Les petits fruits rouges frais sont plébiscités par les consommateurs français et européens depuis plusieurs années, avec une préférence marquée pour la framboise tandis que la myrtille a le vent en poupe. Sur le marché des fruits rouges, il y a donc une place à prendre, mais en France, la production peine à décoller.

© PIXABAY

La consommation de fruits rouges dans l’Hexagone ne s’est jamais aussi bien portée. En première position, la framboise fraîche connaît une progression constante dans le panier des ménages depuis une quinzaine d’années. L’essor est particulièrement marqué depuis 2015 avec un taux de croissance annuel moyen (TCAM) des achats de +9,4 % en volume et de +10,8 % en valeur, selon une étude économique du CTIFL sur les petits fruits rouges réalisée en septembre 2020. En deuxième position vient la myrtille cultivée, dont le TCAM a bondi de +46,5 % en quantités achetées et +40 % en sommes dépensées entre 2015 et 2019, selon Interfel. Et les producteurs sont convaincus que cette tendance va se poursuivre. « Il y a dix ans en France, on consommait 4 grammes de myrtilles par an et par habitant tandis qu’aujourd’hui, on doit flirter avec les 80 g, assure Stéphane Decourcelle, directeur du secteur frais de l’entreprise Fruits rouges et Co basée dans l’Aisne. Mais on est encore très loin des standards germanique, britannique et américain qui eux sont entre 600 g et 1 kg,ce qui présage une marge de manoeuvre ».

# Énoncé 1:
Répondez à ces questions à partir du texte sur les fruits rouges :
(a) Pour quel fruit les consommateurs ont-ils une préférence marquée ?
(b) Quel organisme a réalisé l'étude économique de septembre 2020 ?
(c) Dans quel département se trouve l'entreprise Fruits rouges et Co ?
# Énoncé 2:
Traduisez en anglais cette phrase du texte sur les fruits rouges : « La consommation de fruits rouges dans l’Hexagone ne s’est jamais aussi bien portée. »
# Énoncé 3:
Relevez tous les pourcentages de croissance donnés dans le texte sur les fruits rouges.

(Données)
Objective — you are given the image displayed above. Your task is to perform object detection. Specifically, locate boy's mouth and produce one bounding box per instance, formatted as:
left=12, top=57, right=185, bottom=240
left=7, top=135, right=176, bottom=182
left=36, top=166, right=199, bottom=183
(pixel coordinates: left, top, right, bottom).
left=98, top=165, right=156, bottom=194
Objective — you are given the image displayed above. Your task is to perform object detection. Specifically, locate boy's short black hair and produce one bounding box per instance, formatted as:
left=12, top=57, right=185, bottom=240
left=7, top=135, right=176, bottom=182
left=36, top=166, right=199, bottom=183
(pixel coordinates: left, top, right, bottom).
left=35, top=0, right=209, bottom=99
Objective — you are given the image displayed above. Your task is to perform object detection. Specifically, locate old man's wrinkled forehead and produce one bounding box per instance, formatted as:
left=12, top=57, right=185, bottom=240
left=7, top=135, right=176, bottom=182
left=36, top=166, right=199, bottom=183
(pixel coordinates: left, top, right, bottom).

# Réponse 1:
(a) La framboise.
(b) Le CTIFL.
(c) L'Aisne.

# Réponse 2:
Red fruit consumption in France has never been so strong.

# Réponse 3:
+9,4 %
+10,8 %
+46,5 %
+40 %